■ Work required:
Rewrite the material below with "short sleeve" replaced by "long sleeve" and every other line unchanged. Omit the pictures from your answer.

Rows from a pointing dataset
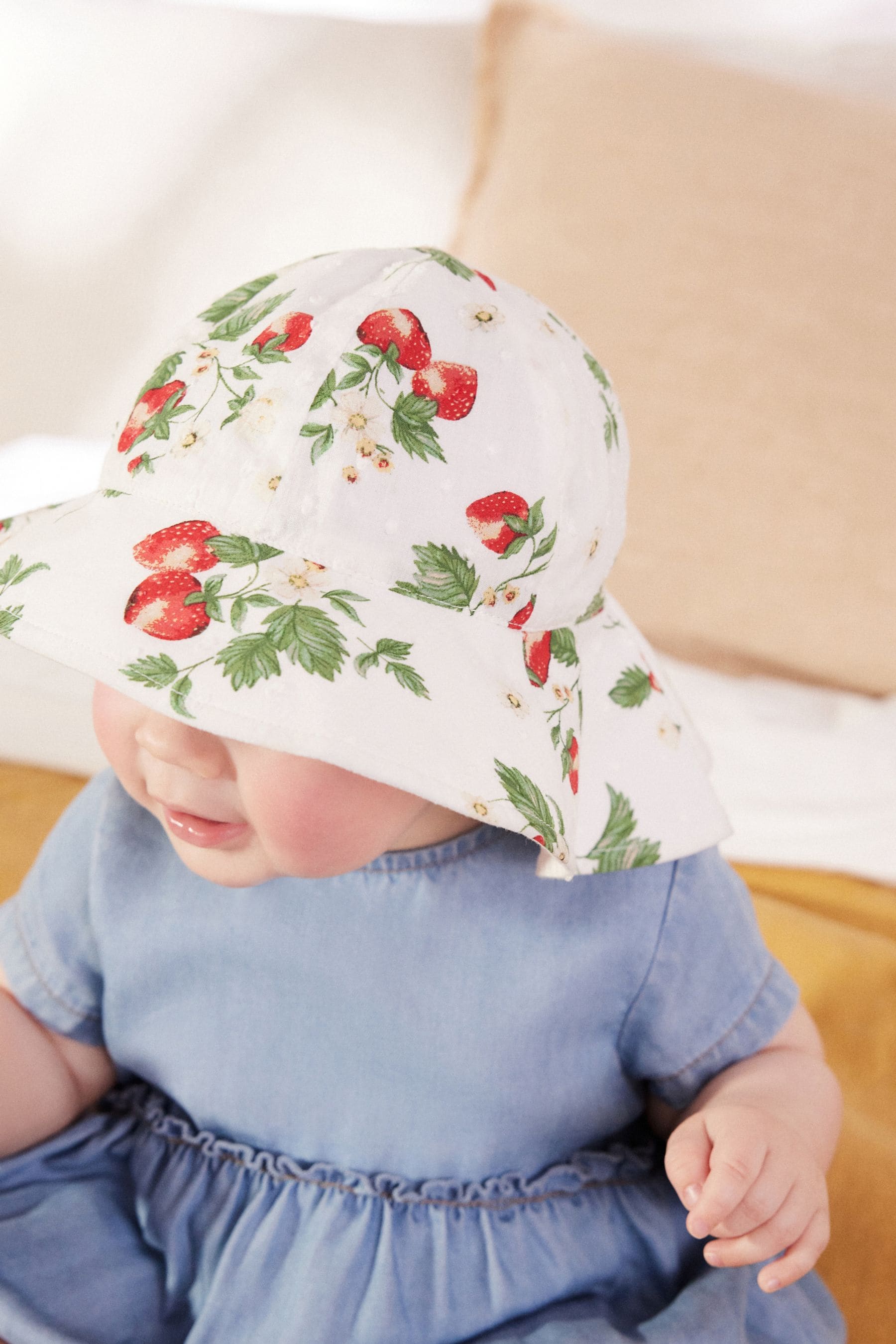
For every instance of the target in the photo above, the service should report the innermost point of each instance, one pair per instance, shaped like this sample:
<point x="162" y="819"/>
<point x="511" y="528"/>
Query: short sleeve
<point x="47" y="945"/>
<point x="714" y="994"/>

■ Written solution:
For every instance of the target in the photo above, the service should report the innermost point of each instance, one pair per instance, shaped like this sample:
<point x="162" y="819"/>
<point x="511" y="528"/>
Query: long sleeve
<point x="47" y="945"/>
<point x="714" y="994"/>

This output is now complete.